## Instructions for the task
If pictures appear in the lines below, skip them and copy exactly the lines from the one containing "instance, like <point>190,514</point>." through the one containing "Where can the white stripe", and nothing else.

## The data
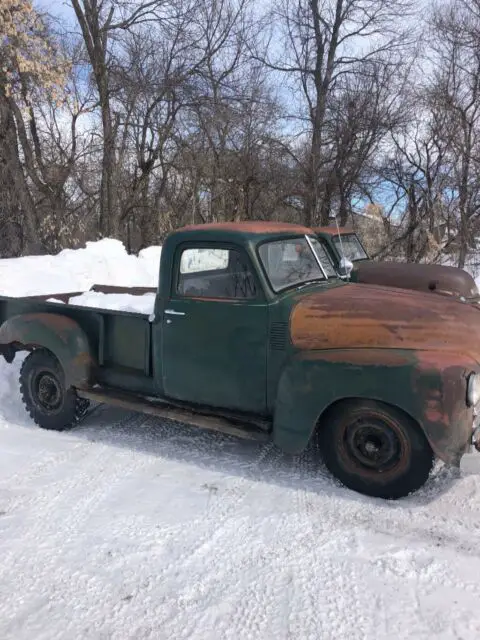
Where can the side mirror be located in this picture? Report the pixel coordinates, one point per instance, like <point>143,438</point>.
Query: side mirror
<point>345,268</point>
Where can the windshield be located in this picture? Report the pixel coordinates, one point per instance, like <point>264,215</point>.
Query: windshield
<point>291,262</point>
<point>352,247</point>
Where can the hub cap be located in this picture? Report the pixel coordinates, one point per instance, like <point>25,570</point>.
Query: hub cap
<point>47,391</point>
<point>373,443</point>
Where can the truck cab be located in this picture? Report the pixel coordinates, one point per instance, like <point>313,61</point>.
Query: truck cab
<point>253,334</point>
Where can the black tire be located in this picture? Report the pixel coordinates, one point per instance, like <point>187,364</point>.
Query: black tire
<point>42,385</point>
<point>375,449</point>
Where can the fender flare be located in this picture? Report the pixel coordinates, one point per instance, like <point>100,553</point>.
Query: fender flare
<point>57,333</point>
<point>427,386</point>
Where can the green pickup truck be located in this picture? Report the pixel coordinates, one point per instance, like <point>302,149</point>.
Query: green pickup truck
<point>253,334</point>
<point>351,261</point>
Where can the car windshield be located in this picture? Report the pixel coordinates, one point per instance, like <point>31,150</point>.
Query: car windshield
<point>351,245</point>
<point>292,262</point>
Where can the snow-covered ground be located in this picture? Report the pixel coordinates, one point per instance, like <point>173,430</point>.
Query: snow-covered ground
<point>130,528</point>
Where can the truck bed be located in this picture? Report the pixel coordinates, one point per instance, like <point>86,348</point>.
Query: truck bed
<point>120,340</point>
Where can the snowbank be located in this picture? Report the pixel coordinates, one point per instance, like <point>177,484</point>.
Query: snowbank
<point>102,262</point>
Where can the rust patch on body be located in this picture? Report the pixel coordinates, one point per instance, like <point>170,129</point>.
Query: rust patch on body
<point>439,380</point>
<point>363,316</point>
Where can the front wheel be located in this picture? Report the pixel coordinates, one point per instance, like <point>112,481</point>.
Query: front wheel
<point>375,449</point>
<point>42,385</point>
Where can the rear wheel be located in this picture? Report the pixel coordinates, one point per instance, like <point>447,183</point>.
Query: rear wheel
<point>375,449</point>
<point>42,385</point>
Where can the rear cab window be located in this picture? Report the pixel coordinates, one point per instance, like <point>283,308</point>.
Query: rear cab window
<point>219,273</point>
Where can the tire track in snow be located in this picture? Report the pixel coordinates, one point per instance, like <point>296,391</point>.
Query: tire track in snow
<point>40,506</point>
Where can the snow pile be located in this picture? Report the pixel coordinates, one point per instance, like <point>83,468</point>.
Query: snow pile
<point>102,262</point>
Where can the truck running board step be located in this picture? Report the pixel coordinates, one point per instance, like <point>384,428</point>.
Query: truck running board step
<point>162,410</point>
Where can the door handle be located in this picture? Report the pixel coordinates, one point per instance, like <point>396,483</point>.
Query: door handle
<point>171,312</point>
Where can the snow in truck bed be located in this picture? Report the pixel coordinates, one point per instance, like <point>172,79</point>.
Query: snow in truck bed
<point>130,528</point>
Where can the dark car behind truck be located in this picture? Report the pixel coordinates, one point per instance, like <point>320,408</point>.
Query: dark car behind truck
<point>344,243</point>
<point>262,341</point>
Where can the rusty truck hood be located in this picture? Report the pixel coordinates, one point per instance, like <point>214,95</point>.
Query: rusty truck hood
<point>367,316</point>
<point>420,277</point>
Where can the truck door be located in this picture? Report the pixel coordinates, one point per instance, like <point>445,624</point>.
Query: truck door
<point>214,336</point>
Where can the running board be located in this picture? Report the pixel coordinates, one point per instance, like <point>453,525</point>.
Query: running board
<point>162,410</point>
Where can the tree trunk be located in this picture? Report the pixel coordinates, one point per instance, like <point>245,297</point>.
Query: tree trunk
<point>11,168</point>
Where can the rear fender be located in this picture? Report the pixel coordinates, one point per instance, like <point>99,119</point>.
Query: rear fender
<point>57,333</point>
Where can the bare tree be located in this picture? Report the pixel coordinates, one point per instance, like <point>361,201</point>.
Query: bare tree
<point>323,42</point>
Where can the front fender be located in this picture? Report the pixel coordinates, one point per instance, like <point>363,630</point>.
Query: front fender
<point>428,386</point>
<point>57,333</point>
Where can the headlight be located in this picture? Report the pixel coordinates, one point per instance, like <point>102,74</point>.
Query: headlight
<point>473,389</point>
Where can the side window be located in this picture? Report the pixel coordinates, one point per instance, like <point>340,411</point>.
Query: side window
<point>215,273</point>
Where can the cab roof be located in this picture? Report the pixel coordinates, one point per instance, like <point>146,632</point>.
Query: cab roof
<point>250,227</point>
<point>333,231</point>
<point>238,232</point>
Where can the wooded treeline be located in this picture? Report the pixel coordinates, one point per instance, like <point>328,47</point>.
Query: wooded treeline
<point>133,118</point>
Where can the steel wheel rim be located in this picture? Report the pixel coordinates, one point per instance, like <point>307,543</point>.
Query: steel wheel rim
<point>47,391</point>
<point>373,444</point>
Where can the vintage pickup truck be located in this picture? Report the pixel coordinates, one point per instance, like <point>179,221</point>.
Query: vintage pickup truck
<point>350,259</point>
<point>262,340</point>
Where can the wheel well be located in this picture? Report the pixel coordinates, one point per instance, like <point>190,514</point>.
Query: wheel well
<point>337,405</point>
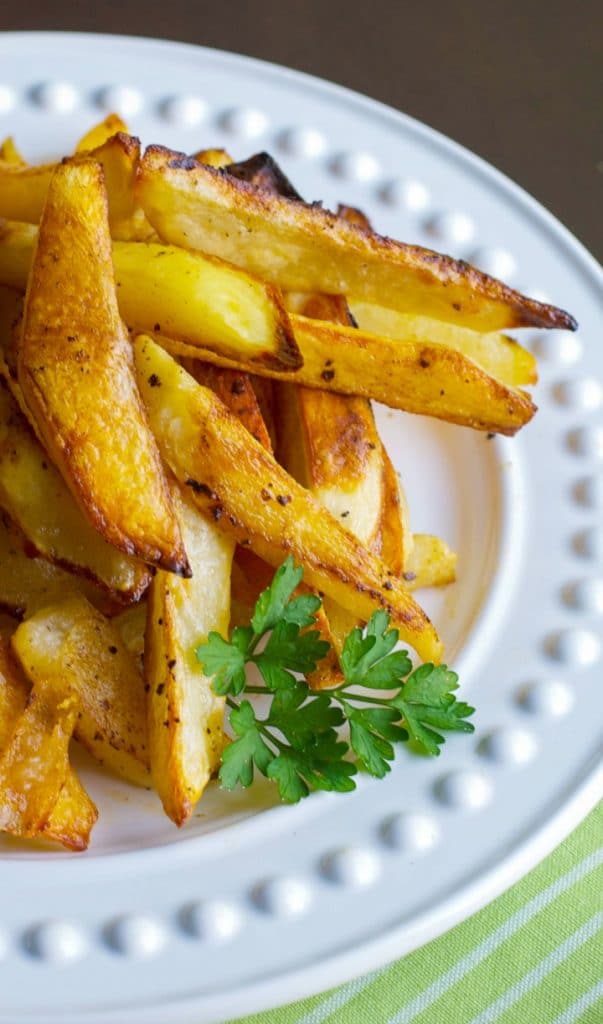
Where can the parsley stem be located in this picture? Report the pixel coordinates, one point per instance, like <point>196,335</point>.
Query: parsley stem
<point>382,701</point>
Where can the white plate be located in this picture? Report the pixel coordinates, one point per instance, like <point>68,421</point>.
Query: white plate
<point>251,906</point>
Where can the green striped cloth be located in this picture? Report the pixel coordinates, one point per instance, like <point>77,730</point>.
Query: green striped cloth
<point>532,956</point>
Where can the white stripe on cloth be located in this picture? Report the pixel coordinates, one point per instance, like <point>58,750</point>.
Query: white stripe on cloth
<point>546,966</point>
<point>340,997</point>
<point>585,1001</point>
<point>471,960</point>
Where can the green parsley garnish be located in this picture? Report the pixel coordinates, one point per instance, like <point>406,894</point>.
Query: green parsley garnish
<point>297,743</point>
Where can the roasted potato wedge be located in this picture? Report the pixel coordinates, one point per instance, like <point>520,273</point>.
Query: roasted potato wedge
<point>99,133</point>
<point>431,380</point>
<point>73,816</point>
<point>411,373</point>
<point>34,763</point>
<point>36,498</point>
<point>184,715</point>
<point>24,188</point>
<point>185,295</point>
<point>131,624</point>
<point>213,158</point>
<point>330,444</point>
<point>239,484</point>
<point>499,355</point>
<point>28,584</point>
<point>199,298</point>
<point>235,390</point>
<point>305,249</point>
<point>75,370</point>
<point>431,563</point>
<point>9,153</point>
<point>72,643</point>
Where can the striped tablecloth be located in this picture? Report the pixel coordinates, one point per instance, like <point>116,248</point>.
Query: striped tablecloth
<point>532,956</point>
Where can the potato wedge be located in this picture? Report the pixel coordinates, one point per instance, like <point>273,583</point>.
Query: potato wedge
<point>24,189</point>
<point>330,444</point>
<point>235,390</point>
<point>431,563</point>
<point>340,358</point>
<point>184,715</point>
<point>101,132</point>
<point>74,814</point>
<point>186,295</point>
<point>72,643</point>
<point>431,380</point>
<point>213,158</point>
<point>303,248</point>
<point>36,498</point>
<point>131,624</point>
<point>239,484</point>
<point>9,153</point>
<point>28,584</point>
<point>34,764</point>
<point>198,298</point>
<point>499,355</point>
<point>75,370</point>
<point>262,171</point>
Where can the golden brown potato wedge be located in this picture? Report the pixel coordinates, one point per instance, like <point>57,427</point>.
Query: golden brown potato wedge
<point>73,644</point>
<point>73,816</point>
<point>431,563</point>
<point>262,171</point>
<point>9,153</point>
<point>36,498</point>
<point>239,484</point>
<point>24,189</point>
<point>34,764</point>
<point>499,355</point>
<point>101,132</point>
<point>330,444</point>
<point>198,298</point>
<point>184,715</point>
<point>183,294</point>
<point>235,390</point>
<point>17,242</point>
<point>304,248</point>
<point>336,357</point>
<point>416,377</point>
<point>213,158</point>
<point>131,624</point>
<point>393,539</point>
<point>28,584</point>
<point>252,574</point>
<point>76,373</point>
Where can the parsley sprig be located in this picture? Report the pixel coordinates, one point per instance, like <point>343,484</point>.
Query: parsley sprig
<point>298,743</point>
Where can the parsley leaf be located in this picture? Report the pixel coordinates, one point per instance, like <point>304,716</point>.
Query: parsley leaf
<point>427,704</point>
<point>365,658</point>
<point>223,660</point>
<point>271,602</point>
<point>240,757</point>
<point>299,744</point>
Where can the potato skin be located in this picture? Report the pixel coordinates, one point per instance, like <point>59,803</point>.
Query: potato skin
<point>306,249</point>
<point>239,484</point>
<point>72,644</point>
<point>184,715</point>
<point>417,377</point>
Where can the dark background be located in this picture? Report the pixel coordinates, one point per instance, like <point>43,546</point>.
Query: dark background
<point>519,83</point>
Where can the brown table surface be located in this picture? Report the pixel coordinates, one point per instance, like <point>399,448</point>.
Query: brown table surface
<point>520,83</point>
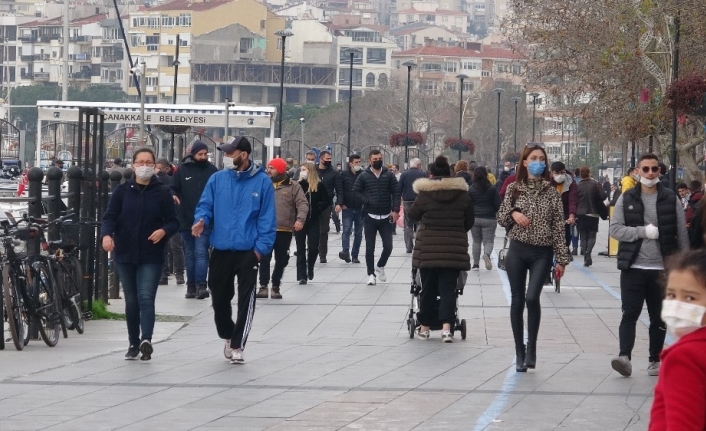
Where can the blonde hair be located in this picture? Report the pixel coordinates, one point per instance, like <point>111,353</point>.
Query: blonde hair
<point>312,177</point>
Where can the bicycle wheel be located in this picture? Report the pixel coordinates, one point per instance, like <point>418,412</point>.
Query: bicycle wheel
<point>14,309</point>
<point>47,319</point>
<point>71,279</point>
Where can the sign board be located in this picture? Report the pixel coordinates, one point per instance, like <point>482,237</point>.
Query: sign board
<point>162,114</point>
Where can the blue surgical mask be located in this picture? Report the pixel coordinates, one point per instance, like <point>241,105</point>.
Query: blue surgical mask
<point>536,168</point>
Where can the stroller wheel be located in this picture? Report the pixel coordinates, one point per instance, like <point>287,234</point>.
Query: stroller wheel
<point>411,327</point>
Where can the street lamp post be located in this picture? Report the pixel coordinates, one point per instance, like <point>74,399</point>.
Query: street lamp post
<point>461,77</point>
<point>409,65</point>
<point>499,92</point>
<point>534,110</point>
<point>516,99</point>
<point>284,34</point>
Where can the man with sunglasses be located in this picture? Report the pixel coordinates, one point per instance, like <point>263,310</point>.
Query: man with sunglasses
<point>649,223</point>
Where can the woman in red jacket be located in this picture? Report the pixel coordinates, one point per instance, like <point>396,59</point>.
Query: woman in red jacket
<point>680,394</point>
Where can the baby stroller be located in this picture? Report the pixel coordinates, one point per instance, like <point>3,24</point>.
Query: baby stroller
<point>412,323</point>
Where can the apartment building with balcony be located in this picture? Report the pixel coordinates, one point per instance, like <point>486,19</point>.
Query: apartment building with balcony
<point>153,33</point>
<point>316,69</point>
<point>41,51</point>
<point>486,66</point>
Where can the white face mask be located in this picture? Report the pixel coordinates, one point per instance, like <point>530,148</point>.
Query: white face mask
<point>682,317</point>
<point>228,163</point>
<point>144,172</point>
<point>649,183</point>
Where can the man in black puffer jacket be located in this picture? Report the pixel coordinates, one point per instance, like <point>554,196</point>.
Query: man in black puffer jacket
<point>329,176</point>
<point>378,190</point>
<point>188,183</point>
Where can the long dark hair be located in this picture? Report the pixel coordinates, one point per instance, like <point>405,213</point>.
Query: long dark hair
<point>480,178</point>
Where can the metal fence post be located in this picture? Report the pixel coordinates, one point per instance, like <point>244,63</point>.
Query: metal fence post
<point>102,254</point>
<point>34,209</point>
<point>54,177</point>
<point>113,280</point>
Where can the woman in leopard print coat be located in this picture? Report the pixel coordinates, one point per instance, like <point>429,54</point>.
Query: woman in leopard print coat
<point>533,213</point>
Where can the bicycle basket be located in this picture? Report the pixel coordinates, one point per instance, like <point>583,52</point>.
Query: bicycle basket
<point>501,258</point>
<point>70,234</point>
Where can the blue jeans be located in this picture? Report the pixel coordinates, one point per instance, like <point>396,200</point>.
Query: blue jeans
<point>352,221</point>
<point>196,256</point>
<point>140,290</point>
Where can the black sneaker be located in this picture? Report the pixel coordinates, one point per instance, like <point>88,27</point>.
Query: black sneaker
<point>132,353</point>
<point>344,256</point>
<point>146,350</point>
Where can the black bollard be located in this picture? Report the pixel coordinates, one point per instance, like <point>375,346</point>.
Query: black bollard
<point>54,177</point>
<point>113,281</point>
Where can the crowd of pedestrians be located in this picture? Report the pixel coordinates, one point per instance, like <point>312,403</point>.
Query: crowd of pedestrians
<point>225,226</point>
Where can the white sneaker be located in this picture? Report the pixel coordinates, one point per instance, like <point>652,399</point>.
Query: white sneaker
<point>446,337</point>
<point>228,351</point>
<point>381,274</point>
<point>238,357</point>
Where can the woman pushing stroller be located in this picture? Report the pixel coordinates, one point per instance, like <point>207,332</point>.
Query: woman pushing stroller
<point>441,247</point>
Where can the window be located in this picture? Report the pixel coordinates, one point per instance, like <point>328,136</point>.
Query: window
<point>185,20</point>
<point>246,45</point>
<point>370,80</point>
<point>377,55</point>
<point>344,76</point>
<point>431,67</point>
<point>429,87</point>
<point>346,56</point>
<point>450,66</point>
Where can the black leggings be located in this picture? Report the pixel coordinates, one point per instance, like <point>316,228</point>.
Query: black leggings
<point>521,258</point>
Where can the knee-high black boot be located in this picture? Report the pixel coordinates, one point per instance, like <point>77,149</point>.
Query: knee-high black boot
<point>520,366</point>
<point>531,356</point>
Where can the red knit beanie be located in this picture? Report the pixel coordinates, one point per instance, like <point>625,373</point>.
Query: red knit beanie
<point>278,164</point>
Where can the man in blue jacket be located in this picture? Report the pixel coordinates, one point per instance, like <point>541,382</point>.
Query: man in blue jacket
<point>239,204</point>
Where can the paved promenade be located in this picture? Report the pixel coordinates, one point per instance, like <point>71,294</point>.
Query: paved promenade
<point>335,355</point>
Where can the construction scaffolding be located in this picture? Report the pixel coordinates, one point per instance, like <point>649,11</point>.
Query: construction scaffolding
<point>264,73</point>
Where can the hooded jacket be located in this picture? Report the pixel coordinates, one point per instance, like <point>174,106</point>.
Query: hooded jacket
<point>290,203</point>
<point>133,214</point>
<point>379,195</point>
<point>240,206</point>
<point>446,214</point>
<point>680,393</point>
<point>188,183</point>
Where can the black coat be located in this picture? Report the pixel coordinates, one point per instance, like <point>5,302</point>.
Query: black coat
<point>346,182</point>
<point>188,183</point>
<point>380,196</point>
<point>133,214</point>
<point>329,176</point>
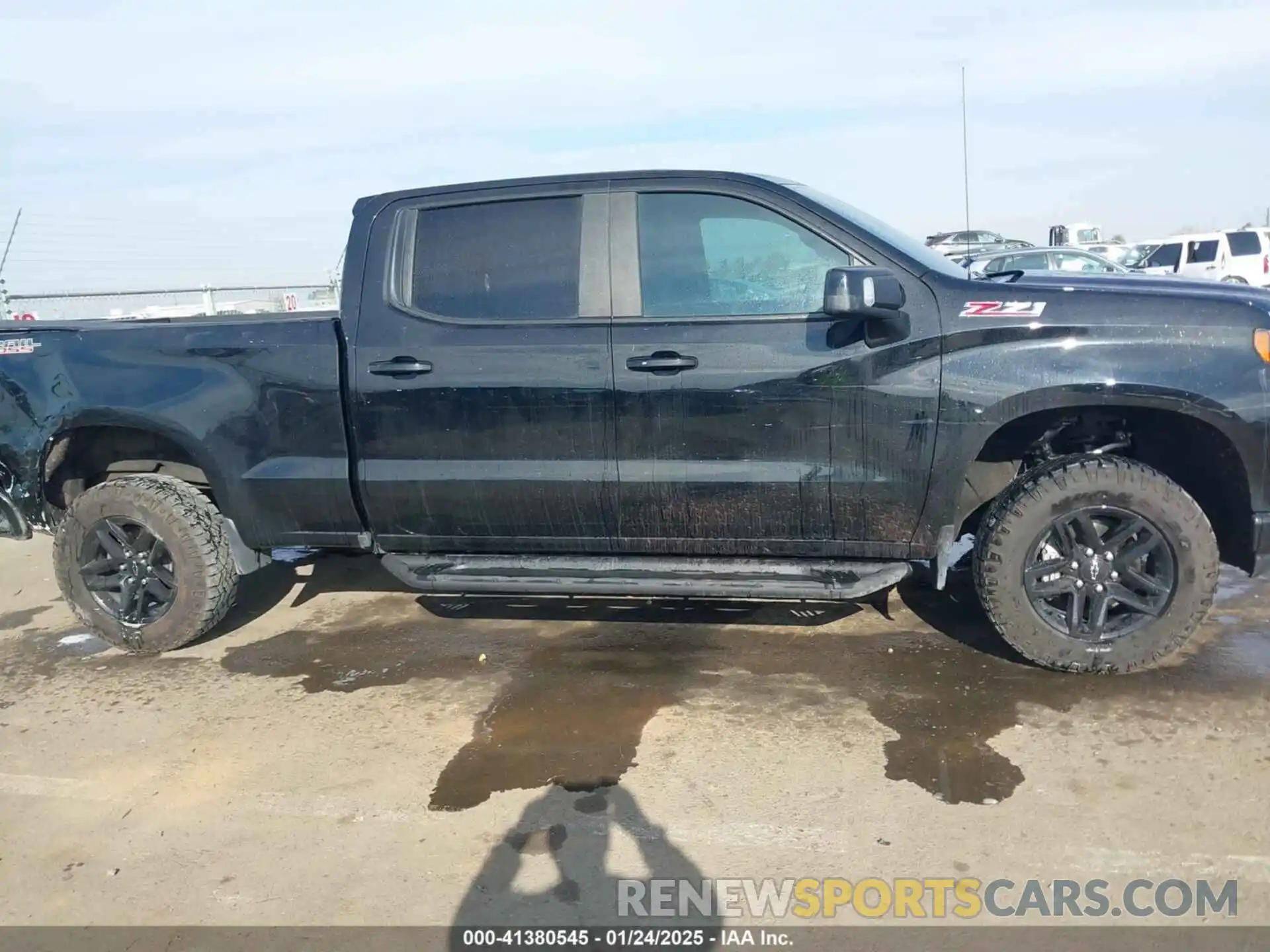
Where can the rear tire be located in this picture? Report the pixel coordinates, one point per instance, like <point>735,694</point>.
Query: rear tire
<point>165,535</point>
<point>1032,543</point>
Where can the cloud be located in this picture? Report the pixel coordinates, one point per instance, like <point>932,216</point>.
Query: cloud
<point>189,125</point>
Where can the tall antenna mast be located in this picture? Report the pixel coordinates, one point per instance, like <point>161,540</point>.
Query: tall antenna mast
<point>9,243</point>
<point>966,163</point>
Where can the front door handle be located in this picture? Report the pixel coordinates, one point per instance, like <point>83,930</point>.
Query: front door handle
<point>400,367</point>
<point>661,362</point>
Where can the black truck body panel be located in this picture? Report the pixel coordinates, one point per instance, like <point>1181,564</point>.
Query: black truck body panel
<point>789,436</point>
<point>257,407</point>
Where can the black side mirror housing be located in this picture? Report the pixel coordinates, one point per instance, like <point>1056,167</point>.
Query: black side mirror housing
<point>865,292</point>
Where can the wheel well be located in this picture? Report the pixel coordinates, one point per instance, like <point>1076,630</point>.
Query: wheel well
<point>84,457</point>
<point>1195,455</point>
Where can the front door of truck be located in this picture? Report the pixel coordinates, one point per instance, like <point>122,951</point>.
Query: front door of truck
<point>483,385</point>
<point>748,422</point>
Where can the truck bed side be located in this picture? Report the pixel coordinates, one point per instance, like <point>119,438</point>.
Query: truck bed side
<point>257,405</point>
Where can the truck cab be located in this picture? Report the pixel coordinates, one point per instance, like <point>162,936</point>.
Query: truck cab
<point>1081,235</point>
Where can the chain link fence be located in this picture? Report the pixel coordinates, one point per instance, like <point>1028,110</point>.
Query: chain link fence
<point>169,302</point>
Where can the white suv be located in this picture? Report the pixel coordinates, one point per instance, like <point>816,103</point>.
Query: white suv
<point>1234,257</point>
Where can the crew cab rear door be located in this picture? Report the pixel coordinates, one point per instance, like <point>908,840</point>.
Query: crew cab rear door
<point>483,403</point>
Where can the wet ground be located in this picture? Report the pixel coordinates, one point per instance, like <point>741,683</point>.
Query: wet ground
<point>343,750</point>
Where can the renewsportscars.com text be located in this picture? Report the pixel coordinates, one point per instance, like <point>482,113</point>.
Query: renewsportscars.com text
<point>934,898</point>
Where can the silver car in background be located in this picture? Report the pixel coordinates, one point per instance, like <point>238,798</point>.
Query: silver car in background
<point>972,243</point>
<point>1043,259</point>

## Worked solution
Where can the wheel well be located in this picture? Report the pixel coordinates, one point per instance, like <point>190,514</point>.
Query: wheel well
<point>337,405</point>
Where can the parsley stem be located in this picture? Report the pixel coordinates, one point per instance, like <point>196,335</point>.
Query: parsley stem
<point>382,701</point>
Where can the white plate be located in this picture? Report the pixel coordinates, one point per instance, like <point>68,421</point>.
Query: white plate
<point>251,906</point>
Where can the green striped cloth be located in this picture? Report the pixel coordinates, one point per instance, like <point>77,730</point>.
Query: green striped cloth
<point>532,956</point>
Where can the white stripe on cloth be located in this picture? Report the pixel coordinates, one point per instance, like <point>58,750</point>.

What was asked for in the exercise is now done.